- SHORT PROBLEM -
Each of the entries should be retyped precisely as it appears.

- DATA TO USE -
Start
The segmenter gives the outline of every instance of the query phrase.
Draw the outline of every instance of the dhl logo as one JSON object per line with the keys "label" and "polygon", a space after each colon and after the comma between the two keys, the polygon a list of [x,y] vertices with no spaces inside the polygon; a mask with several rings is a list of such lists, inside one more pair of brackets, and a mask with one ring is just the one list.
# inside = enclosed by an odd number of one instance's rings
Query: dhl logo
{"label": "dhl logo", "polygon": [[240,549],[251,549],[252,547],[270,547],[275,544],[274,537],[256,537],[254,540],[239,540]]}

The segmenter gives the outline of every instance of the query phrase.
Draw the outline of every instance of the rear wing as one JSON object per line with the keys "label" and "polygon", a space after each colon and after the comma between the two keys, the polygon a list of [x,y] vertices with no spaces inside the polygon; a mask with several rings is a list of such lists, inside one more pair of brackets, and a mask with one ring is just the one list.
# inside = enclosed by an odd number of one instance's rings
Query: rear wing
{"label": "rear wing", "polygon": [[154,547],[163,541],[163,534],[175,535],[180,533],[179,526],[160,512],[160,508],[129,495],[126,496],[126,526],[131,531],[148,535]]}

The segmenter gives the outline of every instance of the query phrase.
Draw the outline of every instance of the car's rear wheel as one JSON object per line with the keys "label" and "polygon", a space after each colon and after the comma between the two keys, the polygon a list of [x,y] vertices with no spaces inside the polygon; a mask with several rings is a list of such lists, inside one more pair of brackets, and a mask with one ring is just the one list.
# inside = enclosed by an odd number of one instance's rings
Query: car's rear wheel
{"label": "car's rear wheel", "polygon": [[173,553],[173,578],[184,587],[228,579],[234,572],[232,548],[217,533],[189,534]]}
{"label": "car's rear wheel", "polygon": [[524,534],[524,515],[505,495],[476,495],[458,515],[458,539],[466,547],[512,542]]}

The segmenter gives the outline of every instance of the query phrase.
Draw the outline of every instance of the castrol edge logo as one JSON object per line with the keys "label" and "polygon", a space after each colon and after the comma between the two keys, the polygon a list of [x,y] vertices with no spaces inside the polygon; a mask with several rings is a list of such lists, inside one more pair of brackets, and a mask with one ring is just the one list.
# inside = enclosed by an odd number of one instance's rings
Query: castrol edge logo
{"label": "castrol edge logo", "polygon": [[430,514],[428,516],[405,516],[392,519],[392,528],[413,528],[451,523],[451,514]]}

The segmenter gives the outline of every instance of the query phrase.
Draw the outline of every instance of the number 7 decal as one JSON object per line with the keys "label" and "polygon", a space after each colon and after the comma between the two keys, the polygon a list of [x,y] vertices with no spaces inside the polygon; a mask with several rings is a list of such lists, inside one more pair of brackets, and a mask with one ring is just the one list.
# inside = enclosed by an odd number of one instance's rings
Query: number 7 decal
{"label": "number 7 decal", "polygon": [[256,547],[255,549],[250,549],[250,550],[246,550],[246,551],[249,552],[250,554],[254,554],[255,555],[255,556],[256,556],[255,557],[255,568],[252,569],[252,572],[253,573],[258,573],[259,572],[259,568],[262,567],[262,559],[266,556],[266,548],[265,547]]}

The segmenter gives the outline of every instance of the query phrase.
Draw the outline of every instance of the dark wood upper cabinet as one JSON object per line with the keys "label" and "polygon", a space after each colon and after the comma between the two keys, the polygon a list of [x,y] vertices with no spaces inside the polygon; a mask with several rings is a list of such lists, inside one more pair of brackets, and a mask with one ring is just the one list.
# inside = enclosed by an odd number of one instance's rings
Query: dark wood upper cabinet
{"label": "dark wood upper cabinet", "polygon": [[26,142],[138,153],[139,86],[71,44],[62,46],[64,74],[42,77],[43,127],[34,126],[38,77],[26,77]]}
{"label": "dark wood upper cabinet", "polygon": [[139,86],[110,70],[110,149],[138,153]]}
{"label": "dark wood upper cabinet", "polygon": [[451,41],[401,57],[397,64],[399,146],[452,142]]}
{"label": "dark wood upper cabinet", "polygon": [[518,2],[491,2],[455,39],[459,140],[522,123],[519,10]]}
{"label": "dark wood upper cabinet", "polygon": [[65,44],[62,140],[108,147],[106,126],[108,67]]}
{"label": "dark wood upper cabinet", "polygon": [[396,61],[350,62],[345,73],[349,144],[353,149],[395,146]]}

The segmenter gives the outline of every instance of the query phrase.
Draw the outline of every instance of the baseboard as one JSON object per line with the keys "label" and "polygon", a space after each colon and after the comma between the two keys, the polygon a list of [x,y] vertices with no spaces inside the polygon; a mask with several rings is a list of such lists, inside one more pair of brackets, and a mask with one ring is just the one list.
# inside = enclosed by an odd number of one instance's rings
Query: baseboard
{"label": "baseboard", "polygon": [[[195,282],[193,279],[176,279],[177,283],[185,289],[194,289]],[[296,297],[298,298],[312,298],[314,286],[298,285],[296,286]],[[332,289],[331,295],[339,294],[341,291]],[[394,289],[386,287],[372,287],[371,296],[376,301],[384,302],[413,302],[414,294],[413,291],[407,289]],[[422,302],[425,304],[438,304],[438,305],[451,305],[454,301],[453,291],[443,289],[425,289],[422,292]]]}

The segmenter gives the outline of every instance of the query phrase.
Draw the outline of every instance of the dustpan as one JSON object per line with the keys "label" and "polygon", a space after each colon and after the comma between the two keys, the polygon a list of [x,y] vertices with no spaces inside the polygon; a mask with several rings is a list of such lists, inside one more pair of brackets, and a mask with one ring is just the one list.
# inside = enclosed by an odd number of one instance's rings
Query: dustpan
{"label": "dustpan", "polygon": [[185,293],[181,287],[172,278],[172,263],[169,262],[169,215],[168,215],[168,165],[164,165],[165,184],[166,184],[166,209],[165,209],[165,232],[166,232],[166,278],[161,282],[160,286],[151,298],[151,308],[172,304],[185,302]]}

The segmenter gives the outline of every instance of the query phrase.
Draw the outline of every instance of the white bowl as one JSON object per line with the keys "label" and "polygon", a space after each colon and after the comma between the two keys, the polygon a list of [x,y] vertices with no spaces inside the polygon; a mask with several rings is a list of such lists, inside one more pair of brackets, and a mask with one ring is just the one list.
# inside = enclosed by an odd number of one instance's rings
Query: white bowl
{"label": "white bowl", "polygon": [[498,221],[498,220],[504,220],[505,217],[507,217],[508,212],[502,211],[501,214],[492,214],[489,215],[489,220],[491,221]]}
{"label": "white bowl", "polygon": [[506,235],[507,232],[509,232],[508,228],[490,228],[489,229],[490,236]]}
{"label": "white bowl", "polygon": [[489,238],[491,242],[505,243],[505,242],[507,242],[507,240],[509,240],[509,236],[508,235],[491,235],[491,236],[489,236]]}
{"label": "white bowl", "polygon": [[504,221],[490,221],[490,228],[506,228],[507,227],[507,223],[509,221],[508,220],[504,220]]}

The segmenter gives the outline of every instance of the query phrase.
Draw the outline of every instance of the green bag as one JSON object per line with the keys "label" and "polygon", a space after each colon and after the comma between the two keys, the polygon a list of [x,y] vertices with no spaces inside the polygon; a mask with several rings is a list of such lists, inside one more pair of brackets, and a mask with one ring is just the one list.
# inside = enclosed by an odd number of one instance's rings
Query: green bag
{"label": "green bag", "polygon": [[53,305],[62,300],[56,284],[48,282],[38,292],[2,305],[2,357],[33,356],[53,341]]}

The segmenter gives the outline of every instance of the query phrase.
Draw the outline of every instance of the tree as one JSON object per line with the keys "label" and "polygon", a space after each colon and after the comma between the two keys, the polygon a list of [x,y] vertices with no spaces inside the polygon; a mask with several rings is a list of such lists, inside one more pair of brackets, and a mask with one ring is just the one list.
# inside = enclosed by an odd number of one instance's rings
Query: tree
End
- EXERCISE ANSWER -
The segmenter gives the outline of every instance of the query phrase.
Draw the outline of every instance of the dhl logo as one JSON object per line with the keys "label" and "polygon", a space after each colon and after the comma between the two keys, the polygon a list of [x,y] vertices with no spaces inside the polygon; a mask with several rings is a list of such lists, inside one more pair of brackets, and a mask with one ring is just the one list.
# inside = enclosed by an odd number of one instance's rings
Query: dhl logo
{"label": "dhl logo", "polygon": [[240,549],[251,549],[252,547],[270,547],[275,544],[274,537],[256,537],[254,540],[239,540]]}

The segmenter gives the outline of every instance of the query phrase.
Draw the outline of every instance of the rear wing as one JSON object per line with the keys "label" and "polygon", a space after each colon and after the comma between the two keys, the polygon a list of [x,y] vertices with no spaces inside the polygon; a mask with several rings is a list of such lists, inside one more pair of brackets, and a mask with one ring is just the one list.
# inside = enclosed by an odd number of one instance's rings
Query: rear wing
{"label": "rear wing", "polygon": [[154,547],[163,541],[163,534],[175,535],[180,533],[179,526],[160,512],[160,508],[129,495],[126,496],[126,526],[131,531],[148,535]]}

The segmenter gives the outline of every instance of the query phrase.
Draw the outline of every instance of the car's rear wheel as one JSON object per line with the keys "label" and "polygon", a space after each colon and after the comma between the two keys, the polygon a list of [x,y] vertices with no spaces inside the polygon; a mask with several rings is a list of such lists, inside one more pair of brackets, and a mask with one ring is just the one list.
# inside = enclosed by an odd number of one instance's rings
Query: car's rear wheel
{"label": "car's rear wheel", "polygon": [[173,553],[173,578],[184,587],[228,579],[234,572],[232,548],[217,533],[189,534]]}
{"label": "car's rear wheel", "polygon": [[524,534],[524,515],[505,495],[476,495],[458,515],[458,539],[466,547],[512,542]]}

The segmenter gives the outline of every instance of the query phrase.
Draw the outline of every instance of the castrol edge logo as one JSON object per line with the keys "label" and "polygon", a space after each colon and after the comma between the two keys, the polygon a list of [x,y] vertices with no spaces inside the polygon; a mask with several rings is a list of such lists, inside one more pair of brackets, and a mask with one ring is just the one list.
# inside = enclosed by an odd number of one instance's rings
Query: castrol edge logo
{"label": "castrol edge logo", "polygon": [[430,514],[428,516],[405,516],[392,519],[392,528],[413,528],[451,523],[451,514]]}

The segmenter gives the outline of every instance of the query phrase.
Draw the outline of every instance of the number 7 decal as one JSON object per line with the keys "label" and "polygon", a space after each colon and after the comma between the two keys, the polygon a list of [x,y] vertices with no spaces inside the polygon; a mask with several rings is a list of such lists, inside one more pair of brackets, and a mask with one ring is just the one list.
# inside = enclosed by an odd number of one instance's rings
Query: number 7 decal
{"label": "number 7 decal", "polygon": [[256,547],[255,549],[250,549],[250,550],[246,550],[246,551],[249,552],[250,554],[254,554],[255,555],[255,556],[256,556],[255,557],[255,568],[252,569],[252,572],[253,573],[258,573],[259,572],[259,568],[262,567],[262,559],[266,556],[266,548],[265,547]]}

The segmenter gives the outline of every instance of the query phrase.
Draw the outline of every instance of the dark wood upper cabinet as one JSON object per line with the keys "label" and "polygon", a space after each colon and after the comma between the two keys, the polygon a list of [x,y] vertices with no spaces inside the polygon; a mask with several rings is a list of such lists, inside one more pair of brackets, and a mask with one ring is just the one list.
# inside = enclosed by an odd number of one instance's rings
Query: dark wood upper cabinet
{"label": "dark wood upper cabinet", "polygon": [[26,142],[138,153],[139,86],[71,44],[62,46],[64,74],[42,77],[43,127],[34,126],[38,77],[26,77]]}
{"label": "dark wood upper cabinet", "polygon": [[139,86],[110,70],[110,149],[138,153]]}
{"label": "dark wood upper cabinet", "polygon": [[451,41],[401,57],[397,64],[399,146],[452,142]]}
{"label": "dark wood upper cabinet", "polygon": [[518,2],[491,2],[455,39],[459,140],[522,123],[519,10]]}
{"label": "dark wood upper cabinet", "polygon": [[65,44],[62,140],[108,147],[106,126],[108,67]]}
{"label": "dark wood upper cabinet", "polygon": [[396,61],[350,62],[345,73],[349,144],[353,149],[395,146]]}

The segmenter gives the outline of every instance of the query phrase.
Draw the outline of every instance of the baseboard as one JSON object per line with the keys "label" and "polygon", a space after each colon and after the comma between the two keys, the polygon a list of [x,y] vertices with no spaces inside the polygon; a mask with several rings is a list of such lists, inside one more pair of brackets, and a mask with one ring is just the one list.
# inside = enclosed by an odd number of one instance's rings
Query: baseboard
{"label": "baseboard", "polygon": [[[195,282],[193,279],[176,279],[177,283],[185,289],[194,289]],[[296,297],[298,298],[312,298],[314,286],[298,285],[296,286]],[[332,289],[331,295],[339,294],[341,291]],[[394,289],[386,287],[372,287],[371,296],[376,301],[384,302],[413,302],[414,294],[413,291],[407,289]],[[422,302],[425,304],[438,304],[438,305],[451,305],[454,301],[453,291],[443,289],[425,289],[422,292]]]}

The segmenter gives the outline of every instance of the query phrase.
Draw the outline of every instance of the dustpan as one JSON object per line with the keys "label" and "polygon", a space after each colon and after the comma between the two keys, the polygon a list of [x,y] vertices with no spaces inside the polygon; a mask with several rings is a list of such lists, inside one more pair of brackets, and a mask with one ring is just the one list.
# inside = enclosed by an odd number of one instance's rings
Query: dustpan
{"label": "dustpan", "polygon": [[185,293],[181,287],[172,278],[172,263],[169,262],[169,215],[168,215],[168,165],[164,165],[165,184],[166,184],[166,209],[165,209],[165,232],[166,232],[166,278],[161,282],[160,286],[151,298],[151,308],[172,304],[185,302]]}

The segmenter gives the outline of every instance of the query phrase.
Draw the outline of every instance of the white bowl as one JSON object per line with the keys "label" and "polygon", a space after each colon and after the comma between the two keys, the polygon a list of [x,y] vertices with no spaces inside the polygon; a mask with several rings is a list of such lists, inside one more pair of brackets, and a mask with one ring is just the one list.
# inside = enclosed by an odd number of one instance's rings
Query: white bowl
{"label": "white bowl", "polygon": [[498,221],[498,220],[504,220],[505,217],[507,217],[508,212],[502,211],[501,214],[492,214],[489,215],[489,220],[491,221]]}
{"label": "white bowl", "polygon": [[506,235],[507,232],[509,232],[508,228],[490,228],[489,229],[490,236]]}
{"label": "white bowl", "polygon": [[489,238],[491,242],[505,243],[505,242],[507,242],[507,240],[509,240],[509,236],[508,235],[491,235],[491,236],[489,236]]}
{"label": "white bowl", "polygon": [[504,221],[490,221],[490,228],[506,228],[507,227],[507,223],[509,221],[508,220],[504,220]]}

The segmenter gives the outline of every instance of the query phrase.
Draw the outline of every instance of the green bag as one JSON object per line with the keys "label" and "polygon", a space after each colon and after the comma between the two keys, the polygon a list of [x,y] vertices with no spaces inside the polygon; a mask with several rings is a list of such lists, inside one more pair of brackets, and a mask with one ring is just the one list.
# inside = enclosed by an odd number of one instance's rings
Query: green bag
{"label": "green bag", "polygon": [[53,305],[62,300],[56,284],[48,282],[38,292],[2,305],[2,357],[33,356],[53,341]]}

The segmenter gives the outline of every instance of the query phrase.
Draw the outline of every instance of the tree as one JSON object per line with the keys "label" and "polygon", a space after each colon and after the comma between the two keys, the polygon a list of [x,y] vertices with no spaces inside the polygon; a mask with several rings is a list of such lists, inside one more pair of brackets, and a mask with one ring is just the one list.
# inside = enclosed by an odd number of one instance's rings
Query: tree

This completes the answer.